- Exercise directions
Reproduce each of the entries below verbatim, preserving every line without alteration.

- Exercise input
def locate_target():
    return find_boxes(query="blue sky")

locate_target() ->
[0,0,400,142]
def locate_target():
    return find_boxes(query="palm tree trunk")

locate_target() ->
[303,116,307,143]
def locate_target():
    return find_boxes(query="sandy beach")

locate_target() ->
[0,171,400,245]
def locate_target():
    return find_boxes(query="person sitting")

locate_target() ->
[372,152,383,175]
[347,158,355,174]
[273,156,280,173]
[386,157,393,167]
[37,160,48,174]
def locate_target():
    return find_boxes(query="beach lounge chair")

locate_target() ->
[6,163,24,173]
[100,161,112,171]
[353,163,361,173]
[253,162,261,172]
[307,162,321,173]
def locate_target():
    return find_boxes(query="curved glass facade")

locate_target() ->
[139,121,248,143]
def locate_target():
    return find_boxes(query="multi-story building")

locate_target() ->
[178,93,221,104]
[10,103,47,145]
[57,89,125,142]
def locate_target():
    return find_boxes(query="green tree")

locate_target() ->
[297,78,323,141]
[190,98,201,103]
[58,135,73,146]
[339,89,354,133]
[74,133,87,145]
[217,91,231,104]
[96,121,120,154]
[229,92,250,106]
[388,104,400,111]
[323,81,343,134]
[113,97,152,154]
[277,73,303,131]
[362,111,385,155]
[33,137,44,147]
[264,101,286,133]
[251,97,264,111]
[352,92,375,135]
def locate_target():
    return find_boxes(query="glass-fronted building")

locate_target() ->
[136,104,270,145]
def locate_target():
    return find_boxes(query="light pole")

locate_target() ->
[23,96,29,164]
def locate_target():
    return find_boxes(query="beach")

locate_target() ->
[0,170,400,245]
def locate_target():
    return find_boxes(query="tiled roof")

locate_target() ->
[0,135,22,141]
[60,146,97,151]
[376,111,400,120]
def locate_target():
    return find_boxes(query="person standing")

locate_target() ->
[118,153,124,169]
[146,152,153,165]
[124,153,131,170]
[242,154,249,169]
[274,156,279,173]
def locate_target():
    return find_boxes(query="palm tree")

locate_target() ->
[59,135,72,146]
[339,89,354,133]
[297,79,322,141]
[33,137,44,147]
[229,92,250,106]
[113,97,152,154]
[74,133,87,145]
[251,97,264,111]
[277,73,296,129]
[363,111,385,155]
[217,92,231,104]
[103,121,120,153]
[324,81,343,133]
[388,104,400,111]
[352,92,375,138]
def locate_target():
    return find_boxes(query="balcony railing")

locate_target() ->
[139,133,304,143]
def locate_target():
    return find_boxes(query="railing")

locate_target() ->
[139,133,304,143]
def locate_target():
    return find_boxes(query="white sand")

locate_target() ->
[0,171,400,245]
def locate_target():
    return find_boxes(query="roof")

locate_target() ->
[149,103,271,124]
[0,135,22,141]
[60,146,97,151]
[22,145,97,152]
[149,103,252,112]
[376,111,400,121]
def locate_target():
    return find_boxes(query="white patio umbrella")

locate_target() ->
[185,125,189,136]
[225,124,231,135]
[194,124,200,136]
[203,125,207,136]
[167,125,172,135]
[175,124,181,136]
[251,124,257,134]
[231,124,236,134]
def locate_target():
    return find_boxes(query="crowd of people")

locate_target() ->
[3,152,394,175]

- Task output
def locate_target():
    return find_boxes(query="blue sky")

locate_target() ->
[0,0,400,142]
def locate_target():
    return find_boxes(query="palm tree trunk")

locate_target() ->
[303,116,307,143]
def locate_target():
    return find_boxes(query="sandy beach")

locate_target() ->
[0,171,400,245]
def locate_target():
    return find_boxes(query="person sitting")

locate_target() ->
[372,152,383,175]
[347,158,355,174]
[273,156,280,173]
[386,157,393,167]
[37,160,48,174]
def locate_target():
    return find_boxes(query="beach lounge chair")

locate_target() ->
[6,163,24,173]
[100,161,112,171]
[353,163,361,173]
[253,162,261,172]
[307,162,321,173]
def locate_target():
    return find_boxes(query="curved glass facade")

locate_target() ->
[139,121,248,143]
def locate_target():
    return find_boxes(query="multi-story building")

locate_target() ->
[178,93,221,104]
[10,103,47,145]
[57,89,125,142]
def locate_target():
    return find_boxes(query="green tree")

locate_target() ->
[297,78,323,141]
[190,98,201,103]
[58,135,73,146]
[339,89,354,133]
[74,133,87,145]
[217,91,231,104]
[96,121,120,154]
[229,92,250,106]
[388,104,400,111]
[323,81,343,134]
[113,97,152,154]
[277,73,303,131]
[362,111,385,155]
[33,137,44,147]
[264,101,286,133]
[251,97,264,111]
[352,92,375,135]
def locate_target():
    return find_boxes(query="glass-fronted building")

locate_target() ->
[136,104,270,145]
def locate_target():
    return find_boxes(query="light pole")

locate_target() ->
[23,96,29,164]
def locate_target():
    return find_boxes(query="beach")

locate_target() ->
[0,170,400,245]
def locate_target():
    return find_boxes(query="tiled roof")

locate_target() ->
[0,135,22,141]
[60,146,97,151]
[376,111,400,120]
def locate_target():
    return find_boxes(query="person standing")

locate_target() ->
[118,153,124,169]
[146,152,153,165]
[124,153,131,170]
[242,154,249,169]
[274,156,279,173]
def locate_target():
    return find_boxes(query="palm tree")

locate_target() ->
[59,135,72,146]
[339,89,354,133]
[297,79,322,141]
[33,137,44,147]
[229,92,250,106]
[113,97,152,154]
[74,133,87,145]
[251,97,264,111]
[277,73,296,129]
[363,111,385,155]
[217,92,231,104]
[103,121,120,153]
[324,81,343,133]
[388,104,400,111]
[352,92,375,138]
def locate_target():
    return find_boxes(query="balcony railing")

locate_target() ->
[139,133,304,143]
def locate_target():
    return find_boxes(query="railing")

locate_target() ->
[139,133,304,143]
def locate_target():
    return find_boxes(query="white sand")

locate_target() ->
[0,171,400,245]
def locate_target():
    return find_boxes(query="roof")

locate_target() ->
[149,103,271,124]
[0,135,22,141]
[60,146,97,151]
[22,145,97,152]
[149,103,252,112]
[376,111,400,121]
def locate_target():
    return find_boxes(query="white patio umbrella")

locate_target() ->
[185,125,189,136]
[225,124,231,135]
[194,124,200,136]
[203,125,207,136]
[167,125,172,135]
[175,124,181,136]
[251,124,257,134]
[231,124,236,134]
def locate_target():
    return find_boxes(query="crowd of people")

locate_target() ->
[3,152,394,175]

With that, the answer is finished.